## Start

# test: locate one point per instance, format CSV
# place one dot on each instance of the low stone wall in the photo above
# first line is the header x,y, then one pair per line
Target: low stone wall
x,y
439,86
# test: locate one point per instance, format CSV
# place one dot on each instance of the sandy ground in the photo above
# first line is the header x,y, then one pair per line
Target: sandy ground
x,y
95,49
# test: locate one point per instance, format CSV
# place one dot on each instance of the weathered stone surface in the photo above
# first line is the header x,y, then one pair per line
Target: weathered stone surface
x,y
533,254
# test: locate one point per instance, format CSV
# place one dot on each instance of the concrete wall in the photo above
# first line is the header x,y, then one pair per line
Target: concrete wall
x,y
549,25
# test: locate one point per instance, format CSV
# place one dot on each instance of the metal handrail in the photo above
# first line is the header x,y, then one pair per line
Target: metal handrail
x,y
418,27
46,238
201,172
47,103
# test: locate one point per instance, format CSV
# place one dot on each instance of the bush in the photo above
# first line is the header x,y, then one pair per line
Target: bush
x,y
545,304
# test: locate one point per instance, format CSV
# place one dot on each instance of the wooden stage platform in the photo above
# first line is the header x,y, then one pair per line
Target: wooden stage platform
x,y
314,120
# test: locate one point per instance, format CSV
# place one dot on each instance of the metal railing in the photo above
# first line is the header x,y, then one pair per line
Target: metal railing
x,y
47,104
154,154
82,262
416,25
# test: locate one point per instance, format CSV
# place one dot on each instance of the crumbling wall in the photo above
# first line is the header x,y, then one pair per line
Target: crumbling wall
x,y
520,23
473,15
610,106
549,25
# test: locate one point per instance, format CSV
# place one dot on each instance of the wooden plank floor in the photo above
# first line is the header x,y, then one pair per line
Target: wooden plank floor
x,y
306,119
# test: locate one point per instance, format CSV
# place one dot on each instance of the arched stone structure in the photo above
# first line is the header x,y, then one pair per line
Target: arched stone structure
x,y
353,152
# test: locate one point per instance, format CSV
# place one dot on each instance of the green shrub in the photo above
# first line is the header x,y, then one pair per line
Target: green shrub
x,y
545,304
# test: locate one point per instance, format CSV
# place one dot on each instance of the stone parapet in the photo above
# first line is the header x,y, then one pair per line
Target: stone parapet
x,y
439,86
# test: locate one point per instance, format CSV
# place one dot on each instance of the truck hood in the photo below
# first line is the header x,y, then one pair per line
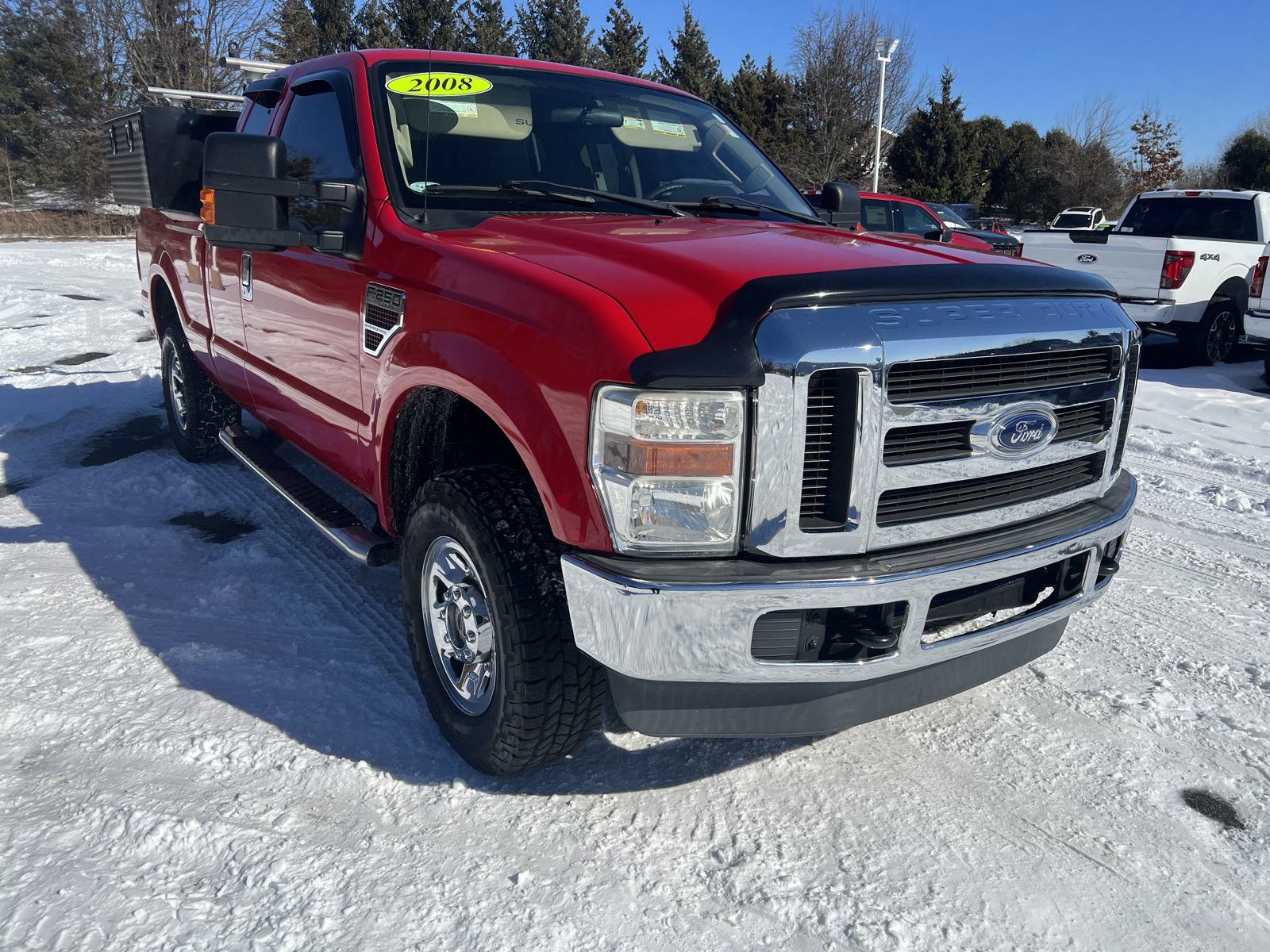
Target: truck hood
x,y
676,276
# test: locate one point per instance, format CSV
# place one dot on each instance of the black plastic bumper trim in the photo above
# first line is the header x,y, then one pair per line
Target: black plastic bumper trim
x,y
770,710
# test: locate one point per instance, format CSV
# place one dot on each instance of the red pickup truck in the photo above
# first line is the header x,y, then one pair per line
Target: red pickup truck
x,y
637,420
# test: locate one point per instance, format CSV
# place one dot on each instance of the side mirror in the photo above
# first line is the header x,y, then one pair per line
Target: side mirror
x,y
247,190
841,202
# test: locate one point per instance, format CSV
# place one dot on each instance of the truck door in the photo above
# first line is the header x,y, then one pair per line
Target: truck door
x,y
229,279
302,321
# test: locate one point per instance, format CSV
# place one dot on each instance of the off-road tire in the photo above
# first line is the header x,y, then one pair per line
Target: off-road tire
x,y
1214,338
548,695
207,408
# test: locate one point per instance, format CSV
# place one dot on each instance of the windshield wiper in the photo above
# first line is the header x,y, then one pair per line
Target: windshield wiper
x,y
732,203
514,190
594,194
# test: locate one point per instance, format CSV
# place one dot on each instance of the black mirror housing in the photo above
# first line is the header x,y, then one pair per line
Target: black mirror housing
x,y
251,194
841,200
232,162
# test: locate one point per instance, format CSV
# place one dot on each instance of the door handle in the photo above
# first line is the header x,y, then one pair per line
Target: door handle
x,y
245,276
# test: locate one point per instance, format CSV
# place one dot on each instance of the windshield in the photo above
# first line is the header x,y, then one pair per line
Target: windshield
x,y
482,126
949,216
1193,217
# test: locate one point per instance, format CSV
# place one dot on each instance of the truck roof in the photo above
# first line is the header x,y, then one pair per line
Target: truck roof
x,y
1199,194
372,57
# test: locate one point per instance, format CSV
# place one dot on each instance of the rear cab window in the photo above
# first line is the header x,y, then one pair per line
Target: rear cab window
x,y
1200,217
258,118
319,149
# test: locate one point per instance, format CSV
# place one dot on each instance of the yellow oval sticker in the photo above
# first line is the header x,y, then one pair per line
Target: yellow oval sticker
x,y
440,84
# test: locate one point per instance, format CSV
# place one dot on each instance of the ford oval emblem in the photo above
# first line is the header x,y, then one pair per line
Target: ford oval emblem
x,y
1022,432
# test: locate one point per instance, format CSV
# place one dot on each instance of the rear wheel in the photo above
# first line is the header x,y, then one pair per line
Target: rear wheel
x,y
489,626
1214,338
197,409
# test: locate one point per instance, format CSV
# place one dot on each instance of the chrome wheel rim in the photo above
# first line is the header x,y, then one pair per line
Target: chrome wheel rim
x,y
177,391
461,634
1221,336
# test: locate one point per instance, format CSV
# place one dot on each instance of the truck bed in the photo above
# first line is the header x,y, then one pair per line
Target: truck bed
x,y
1130,263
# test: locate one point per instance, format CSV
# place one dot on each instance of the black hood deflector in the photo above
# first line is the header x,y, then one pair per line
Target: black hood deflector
x,y
728,357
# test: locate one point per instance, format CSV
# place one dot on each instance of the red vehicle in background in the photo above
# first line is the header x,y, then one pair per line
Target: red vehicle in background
x,y
907,216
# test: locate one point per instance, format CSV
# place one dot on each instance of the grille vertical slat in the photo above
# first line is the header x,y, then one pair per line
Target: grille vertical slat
x,y
829,448
1130,387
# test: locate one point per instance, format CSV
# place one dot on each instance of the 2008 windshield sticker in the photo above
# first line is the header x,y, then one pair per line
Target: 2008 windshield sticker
x,y
438,84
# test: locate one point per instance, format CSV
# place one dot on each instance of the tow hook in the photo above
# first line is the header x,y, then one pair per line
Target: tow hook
x,y
876,639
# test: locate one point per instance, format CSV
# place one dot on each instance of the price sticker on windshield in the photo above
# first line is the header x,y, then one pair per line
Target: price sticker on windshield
x,y
438,84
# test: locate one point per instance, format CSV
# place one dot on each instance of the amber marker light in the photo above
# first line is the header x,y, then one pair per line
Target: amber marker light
x,y
207,213
641,457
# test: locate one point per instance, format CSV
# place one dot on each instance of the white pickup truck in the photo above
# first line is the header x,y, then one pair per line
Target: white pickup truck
x,y
1180,259
1257,321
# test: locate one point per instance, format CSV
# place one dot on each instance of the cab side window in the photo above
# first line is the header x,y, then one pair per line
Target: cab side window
x,y
258,118
876,215
918,221
318,150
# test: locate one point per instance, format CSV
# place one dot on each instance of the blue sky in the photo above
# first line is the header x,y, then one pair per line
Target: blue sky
x,y
1033,61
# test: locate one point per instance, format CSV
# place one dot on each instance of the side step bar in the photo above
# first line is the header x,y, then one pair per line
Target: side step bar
x,y
332,517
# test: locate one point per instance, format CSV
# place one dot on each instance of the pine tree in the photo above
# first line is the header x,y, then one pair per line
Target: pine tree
x,y
933,158
692,67
624,44
487,29
334,23
1248,160
167,48
291,35
556,31
51,99
372,29
760,103
427,25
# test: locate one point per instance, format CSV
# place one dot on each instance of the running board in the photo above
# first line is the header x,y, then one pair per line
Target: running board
x,y
332,517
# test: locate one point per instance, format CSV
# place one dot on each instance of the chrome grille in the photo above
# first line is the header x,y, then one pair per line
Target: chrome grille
x,y
903,507
910,446
958,378
933,380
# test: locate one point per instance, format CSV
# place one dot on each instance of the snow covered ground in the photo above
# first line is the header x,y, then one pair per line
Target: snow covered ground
x,y
211,738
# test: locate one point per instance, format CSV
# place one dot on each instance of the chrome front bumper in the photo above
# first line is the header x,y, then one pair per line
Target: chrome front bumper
x,y
694,621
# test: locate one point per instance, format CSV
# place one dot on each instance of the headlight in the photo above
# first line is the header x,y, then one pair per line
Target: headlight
x,y
667,466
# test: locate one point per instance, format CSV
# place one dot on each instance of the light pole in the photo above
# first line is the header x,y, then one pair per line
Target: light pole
x,y
884,52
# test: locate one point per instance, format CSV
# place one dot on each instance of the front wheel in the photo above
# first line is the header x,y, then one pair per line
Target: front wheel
x,y
197,409
1214,338
489,626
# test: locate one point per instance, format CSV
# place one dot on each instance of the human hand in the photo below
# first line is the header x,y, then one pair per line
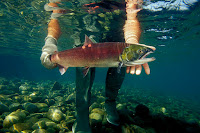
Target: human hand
x,y
138,68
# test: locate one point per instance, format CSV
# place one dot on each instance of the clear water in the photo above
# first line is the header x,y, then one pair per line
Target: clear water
x,y
175,34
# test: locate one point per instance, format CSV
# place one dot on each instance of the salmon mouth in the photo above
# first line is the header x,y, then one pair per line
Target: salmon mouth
x,y
143,59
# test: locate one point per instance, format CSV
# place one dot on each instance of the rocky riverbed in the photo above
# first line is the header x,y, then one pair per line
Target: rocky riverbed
x,y
49,107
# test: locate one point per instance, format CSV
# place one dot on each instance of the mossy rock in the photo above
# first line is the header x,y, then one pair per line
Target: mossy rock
x,y
13,118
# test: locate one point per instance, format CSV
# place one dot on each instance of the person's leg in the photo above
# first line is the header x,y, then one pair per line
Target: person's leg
x,y
83,95
114,81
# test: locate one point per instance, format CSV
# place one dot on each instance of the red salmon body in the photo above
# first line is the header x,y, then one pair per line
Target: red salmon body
x,y
91,55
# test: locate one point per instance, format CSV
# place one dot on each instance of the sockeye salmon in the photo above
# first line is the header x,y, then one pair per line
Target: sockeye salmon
x,y
107,54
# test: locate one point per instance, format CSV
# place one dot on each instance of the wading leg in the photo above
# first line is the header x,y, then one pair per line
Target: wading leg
x,y
83,95
114,81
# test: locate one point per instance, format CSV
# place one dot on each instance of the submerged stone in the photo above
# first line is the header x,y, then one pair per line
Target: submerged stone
x,y
13,118
40,131
95,118
18,127
42,107
15,106
56,86
3,108
55,115
30,107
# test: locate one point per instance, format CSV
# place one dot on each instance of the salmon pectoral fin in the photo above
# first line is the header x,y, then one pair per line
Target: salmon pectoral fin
x,y
85,71
62,69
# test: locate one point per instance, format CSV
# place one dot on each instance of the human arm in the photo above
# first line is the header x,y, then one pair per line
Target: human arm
x,y
132,33
54,33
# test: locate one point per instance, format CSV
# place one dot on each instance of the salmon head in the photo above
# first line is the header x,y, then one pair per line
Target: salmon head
x,y
135,54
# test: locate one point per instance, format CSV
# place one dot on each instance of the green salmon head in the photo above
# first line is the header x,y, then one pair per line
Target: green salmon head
x,y
135,54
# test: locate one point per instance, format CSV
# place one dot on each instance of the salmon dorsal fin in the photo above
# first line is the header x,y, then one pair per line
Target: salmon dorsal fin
x,y
87,41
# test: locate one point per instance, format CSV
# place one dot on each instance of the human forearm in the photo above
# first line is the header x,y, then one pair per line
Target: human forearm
x,y
132,29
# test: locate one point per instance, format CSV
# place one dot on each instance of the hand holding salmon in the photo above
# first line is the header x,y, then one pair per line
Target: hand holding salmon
x,y
107,54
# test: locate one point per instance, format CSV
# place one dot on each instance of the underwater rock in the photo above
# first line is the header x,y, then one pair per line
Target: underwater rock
x,y
30,107
95,118
3,108
24,87
122,109
150,130
138,129
127,129
39,125
100,99
15,106
90,23
94,105
48,123
56,86
55,115
71,98
13,118
3,87
42,107
98,110
49,101
18,127
17,99
142,111
163,110
35,98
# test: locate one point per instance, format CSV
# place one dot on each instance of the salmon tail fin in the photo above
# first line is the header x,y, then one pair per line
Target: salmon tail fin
x,y
87,41
62,69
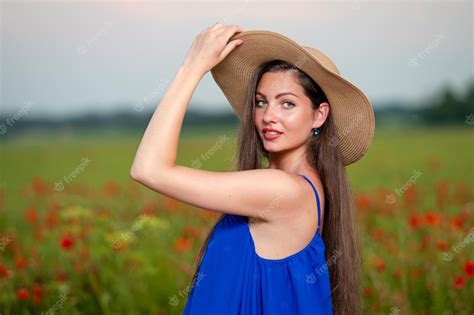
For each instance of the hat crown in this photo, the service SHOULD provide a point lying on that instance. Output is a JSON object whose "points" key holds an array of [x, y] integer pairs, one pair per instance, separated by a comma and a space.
{"points": [[323, 59]]}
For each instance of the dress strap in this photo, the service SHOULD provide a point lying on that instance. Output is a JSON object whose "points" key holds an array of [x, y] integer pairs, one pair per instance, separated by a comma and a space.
{"points": [[317, 200]]}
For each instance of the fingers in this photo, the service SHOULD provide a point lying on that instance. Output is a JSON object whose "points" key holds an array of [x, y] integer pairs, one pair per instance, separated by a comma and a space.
{"points": [[228, 30]]}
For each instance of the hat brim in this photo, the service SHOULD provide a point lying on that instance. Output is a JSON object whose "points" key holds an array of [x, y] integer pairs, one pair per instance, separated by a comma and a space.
{"points": [[352, 112]]}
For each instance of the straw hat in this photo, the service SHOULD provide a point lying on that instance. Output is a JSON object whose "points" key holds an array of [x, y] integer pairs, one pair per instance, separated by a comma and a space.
{"points": [[352, 112]]}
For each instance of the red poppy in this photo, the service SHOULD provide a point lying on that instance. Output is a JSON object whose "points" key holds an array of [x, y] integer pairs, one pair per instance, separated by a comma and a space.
{"points": [[182, 244], [22, 294], [31, 216], [52, 218], [368, 292], [456, 223], [414, 221], [442, 245], [398, 273], [459, 282], [469, 268], [432, 218], [379, 264], [21, 263], [67, 241], [4, 273]]}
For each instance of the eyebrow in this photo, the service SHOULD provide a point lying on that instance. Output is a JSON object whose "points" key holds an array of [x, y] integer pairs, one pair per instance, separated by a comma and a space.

## End

* _GOAL_
Write out exactly the final stretch of the records: the line containing "For each instance of the hat crown" and every line after it, through the last, and nothing else.

* _SOLUTION BELOW_
For each instance of the hat crown in this photo, the service SHOULD provide a point lying on that instance. Output is a JSON object whose "points" key holds an array of [x, y] integer pairs, one pair per instance, separated by a comma and a space.
{"points": [[323, 59]]}
For each instance of the dress strap in this photo, the service SHOULD provide a point lying on that instance. Output is a JSON object whose "points" key holds an array of [x, y] integer pairs, one pair per instance, separated by a comma and a space.
{"points": [[317, 200]]}
For each instance of the fingers in this photo, the service SHOULD provide a point lying on that instance. Output is a JSON object whose "points" key holds an array of [x, y] integer pairs, one pair per instance, separated by a comma and a space.
{"points": [[228, 30]]}
For each instance of the hat brim in this photo, the service SHOULD provide a point lying on that instance. Output is a JSON object whose "points" key holds an array of [x, y] integer pairs, one pair per instance, separated by a comma and a space.
{"points": [[352, 112]]}
For each instance of the straw hat in this photo, the service SHOULD provide a point lying on that instance. Output is a JSON object whose "points" key holds an array of [x, y] integer pairs, one pair per instance, separated by a comma and a space.
{"points": [[352, 112]]}
For each instance of the red poppy in this photo, the service SHOULD provide a point lying on that instance. Output is a JSON object whose "points" key holds an array of [x, y] integer pairs, one pair per instance, separated by a comma and a space.
{"points": [[182, 244], [22, 294], [31, 216], [52, 218], [368, 292], [456, 223], [414, 221], [442, 245], [398, 273], [459, 282], [469, 268], [432, 218], [379, 264], [21, 263], [67, 241], [4, 273]]}
For each instance of the eyebrow in this photo, the service SHOULD provide a point lying on that instance. Output is a JSON object whose "points" key holds an array of [x, y] integer pairs, one pair per instance, separated by a comma and a space.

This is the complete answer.